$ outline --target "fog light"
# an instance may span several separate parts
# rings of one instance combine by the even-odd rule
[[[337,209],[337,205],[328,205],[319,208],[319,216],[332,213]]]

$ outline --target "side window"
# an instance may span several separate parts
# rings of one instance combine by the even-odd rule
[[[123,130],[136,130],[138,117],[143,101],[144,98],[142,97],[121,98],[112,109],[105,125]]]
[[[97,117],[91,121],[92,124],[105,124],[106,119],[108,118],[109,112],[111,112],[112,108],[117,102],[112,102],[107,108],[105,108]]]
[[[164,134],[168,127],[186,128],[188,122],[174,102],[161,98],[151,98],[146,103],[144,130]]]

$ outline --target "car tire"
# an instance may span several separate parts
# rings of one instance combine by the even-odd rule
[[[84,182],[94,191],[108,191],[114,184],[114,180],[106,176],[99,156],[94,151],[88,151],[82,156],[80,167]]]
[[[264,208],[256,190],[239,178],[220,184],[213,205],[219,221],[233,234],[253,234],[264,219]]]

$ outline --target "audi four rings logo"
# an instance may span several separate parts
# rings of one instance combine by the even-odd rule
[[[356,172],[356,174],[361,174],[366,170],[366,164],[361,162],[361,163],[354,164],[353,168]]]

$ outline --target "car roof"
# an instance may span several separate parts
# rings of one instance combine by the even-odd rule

------------------------------------

Rewrite every line of the listing above as a JSON array of strings, with one string per line and blank lines omitted.

COMPLETED EXERCISE
[
  "$ outline --target \"fog light\"",
  "# an instance may span several separate parts",
  "# rings of one instance combine by the even-odd rule",
  "[[[337,209],[337,205],[328,205],[319,208],[319,216],[332,213]]]",
  "$ outline --target \"side window\"",
  "# an instance may span several separate parts",
  "# rings of one instance combine by the even-odd rule",
  "[[[123,130],[136,130],[138,117],[143,101],[144,98],[142,97],[121,98],[112,109],[105,125]]]",
  "[[[97,117],[91,121],[92,124],[105,124],[106,119],[108,118],[109,112],[111,112],[112,108],[117,102],[112,102],[107,108],[105,108]]]",
  "[[[164,134],[168,127],[186,128],[188,122],[174,102],[161,98],[151,98],[146,103],[144,130]]]",
  "$ outline --target \"car tire\"",
  "# an instance may span several separate parts",
  "# rings of one instance combine by the even-odd rule",
  "[[[84,182],[94,191],[108,191],[114,184],[114,180],[106,176],[99,156],[94,151],[88,151],[82,156],[80,167]]]",
  "[[[264,208],[256,190],[239,178],[220,184],[213,205],[219,221],[233,234],[253,234],[264,219]]]",
  "$ outline --target \"audi four rings logo\"",
  "# an instance may span several separate parts",
  "# rings of one instance combine by the even-odd rule",
  "[[[356,172],[356,174],[361,174],[366,170],[366,164],[361,162],[361,163],[354,164],[353,168]]]",
  "$ outline --target \"car roof\"",
  "# an instance may span several separate parts",
  "# rings of one instance combine by the even-odd rule"
]